> [Extracted entries]
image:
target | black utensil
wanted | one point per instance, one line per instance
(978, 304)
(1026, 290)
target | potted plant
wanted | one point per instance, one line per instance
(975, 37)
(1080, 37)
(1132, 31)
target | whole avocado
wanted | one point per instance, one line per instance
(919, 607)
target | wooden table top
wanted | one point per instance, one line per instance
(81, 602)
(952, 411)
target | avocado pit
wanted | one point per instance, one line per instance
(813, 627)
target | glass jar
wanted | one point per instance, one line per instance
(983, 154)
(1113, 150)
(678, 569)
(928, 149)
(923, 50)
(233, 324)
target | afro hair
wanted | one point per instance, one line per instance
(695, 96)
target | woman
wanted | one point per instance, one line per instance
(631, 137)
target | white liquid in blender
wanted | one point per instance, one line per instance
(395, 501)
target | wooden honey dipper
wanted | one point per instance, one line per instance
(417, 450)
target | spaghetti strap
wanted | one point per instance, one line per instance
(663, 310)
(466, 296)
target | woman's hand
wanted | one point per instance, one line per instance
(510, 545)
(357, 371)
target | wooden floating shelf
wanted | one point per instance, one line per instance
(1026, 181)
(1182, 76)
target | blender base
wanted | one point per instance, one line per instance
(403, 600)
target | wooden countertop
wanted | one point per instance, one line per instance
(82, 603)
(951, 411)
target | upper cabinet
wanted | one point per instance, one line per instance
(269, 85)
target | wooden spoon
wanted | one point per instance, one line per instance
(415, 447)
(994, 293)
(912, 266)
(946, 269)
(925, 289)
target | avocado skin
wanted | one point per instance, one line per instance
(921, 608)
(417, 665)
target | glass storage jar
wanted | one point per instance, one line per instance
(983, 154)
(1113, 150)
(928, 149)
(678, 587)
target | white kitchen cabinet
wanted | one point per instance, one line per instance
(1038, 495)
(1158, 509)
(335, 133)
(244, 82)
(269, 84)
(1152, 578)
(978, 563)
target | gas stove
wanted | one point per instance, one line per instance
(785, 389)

> [Objective] Rewrite the stretch of the listing from the line containing "target | wooden floating shelf" through the end of the listing, putting "timber" wherever "wooden" appears and keeping everything else unchanged.

> [Final result]
target | timber floating shelf
wanted | one point per instance, one line per instance
(1026, 181)
(1182, 76)
target | blender base
wanted | one point per instance, one line per instance
(403, 600)
target | timber countertop
wanted | one point per instance, one line per instance
(82, 603)
(951, 411)
target | upper cabinet
wanted | one point per instance, one line per instance
(269, 85)
target | timber spoon
wanted | one point per instance, one line per instance
(415, 447)
(994, 293)
(912, 266)
(946, 269)
(925, 289)
target | avocado skin
wanted | one point per instance, one line per instance
(921, 608)
(417, 665)
target | glass storage jar
wanted | one point per instance, one line per instance
(983, 154)
(1113, 150)
(928, 149)
(678, 587)
target | white kitchen cabinet
wanted | one point per instance, one line per instance
(1038, 495)
(1158, 509)
(335, 133)
(244, 82)
(269, 84)
(1152, 578)
(978, 563)
target | gas stove
wanted | one point per instance, one line per instance
(785, 389)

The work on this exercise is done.